[start Selected extract]
But the Senate is not a courtroom. A confirmation hearing is not a criminal trial. And that is where some of the confusion and debate about “burden of proof” arises, say experts.

The confirmation hearings “are not court hearings in any respect, except that witnesses retain all their constitutional rights – including the refusal to answer questions that might incriminate them,” writes former Senate historian Don Ritchie in an email.

Rather, hearings are meant to help the Senate make up its mind – and if they shape public opinion along the way, that opinion in turn further “helps the Senate make up its mind,” he writes. Its constitutional role is a political one, to provide “advice and consent” to a president – not to interview a job applicant, which is more the president’s role, but to share in the process, and to either agree or act as a check.

BEYOND LEGAL STANDARDS?

While the clash of legal with social standards is the conversation right now, it’s not an accurate one, says Lisa Graves, former chief counsel for nominations for Sen. Patrick Leahy (D) of Vermont, when he was the ranking member of the Senate Judiciary Committee.

The criminal standard is “not applicable” here, she says. The consequence of believing accuser Christine Blasey Ford – who maintains that a 17-year-old intoxicated Kavanaugh pinned her to a bed at a high school party, groped her, put his hand over her mouth, and attempted to remove her clothes – is not that Kavanaugh would lose his liberty and go to jail. It’s that he would lose the opportunity to ascend to the highest court in the land for a lifetime appointment.  

“The consequences are utterly different,” she says. In the showdown hearing on Thursday morning, where Professor Ford and Kavanaugh are expected to testify, the benefit of the doubt should go to the Supreme Court, not the nominee, emphasizes Ms. Graves. “It’s the integrity of the court that is at stake, not what the nominee wants or the president wants.” The burden is on the nominee, she says, “to establish that he or she should be trusted with this enormous power.”

Over the weekend, other claims of sexual misconduct by a young Kavanaugh surfaced. The latest allegation comes from a classmate of Kavanaugh’s at Yale University. Deborah Ramirez told The New Yorker that Kavanaugh exposed himself to her, putting his genitals in her face, while at a dormitory party where she and other students were playing a drinking game. 

Ms. Ramirez described the experience as humiliating, saying he was laughing while other students taunted her to “kiss it,” and that she inadvertently touched him while trying to push him away. The New Yorker was unable to confirm the account with other eyewitnesses Ramirez named as being present.
[end Selected extract]
[start Raw data]
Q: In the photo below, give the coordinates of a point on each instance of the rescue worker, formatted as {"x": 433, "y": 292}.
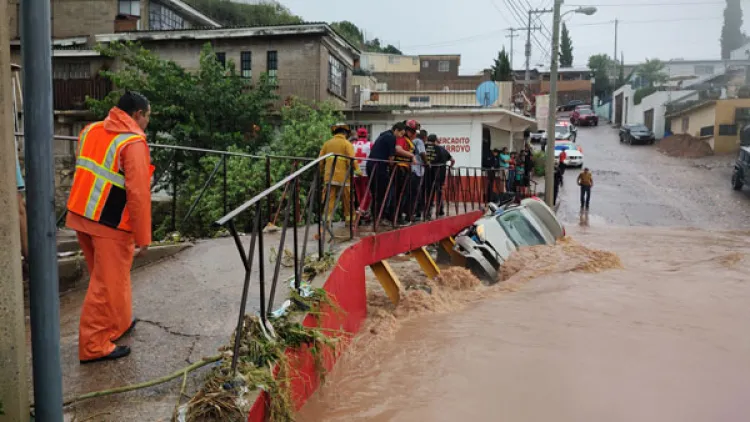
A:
[end Raw data]
Prompt 1. In the passage on Senate confirmation hearings, who does Lisa Graves say should receive the benefit of the doubt at the Thursday hearing?
Prompt 2. Continue the passage on Senate confirmation hearings, starting after its final sentence.

Task response 1. The Supreme Court, not the nominee.

Task response 2.
Kavanaugh denied the account as “another false and uncorroborated accusation from 35 years ago.” Once again, “those alleged to have been witnesses to the event deny it ever happened,” he wrote in a letter Monday to the chairman and ranking member of the Senate Judiciary Committee. 

“These are smears, pure and simple. And they debase our public discourse,” he continued. “But they are also a threat to any man or woman who wishes to serve our country. Such grotesque and obvious character assassination – if allowed to succeed – will dissuade competent and good people of all political persuasions from service,” he said.

Graves hears that criticism, but says it is baseless. It assumes, she says, that most men would engage in these kinds of activities. “I think that many women have men in their lives – husbands, sons, friends, and most of those men probably did not whip out their genitals and shove them in a woman’s face.” It’s not like a date at a movie where a man makes a pass and is rebuffed, she says. “I don’t think this is the norm for men. I think this is abnormal.”

THE FACT FINDERS’ BURDEN

While it’s true that the Senate is not a court, senators must be committed “to giving a fair hearing and witnesses due process,” says Jonathan Turley, a legal scholar at George Washington University Law School.

But that is not what they have done. The process has been “deeply troubling on both sides,” he says, with Democrats legitimately complaining about the withholding of documents related to Kavanaugh and Republicans furious that the Ford allegations were withheld until the 11th  hour. He called the politicization of this confirmation “grotesque.” 

First and foremost, he says, senators “should not be publicly stating that they believe or disbelieve these witnesses. They should be affirming that they keep an open mind as to the allegation, and that there is some standard of review.”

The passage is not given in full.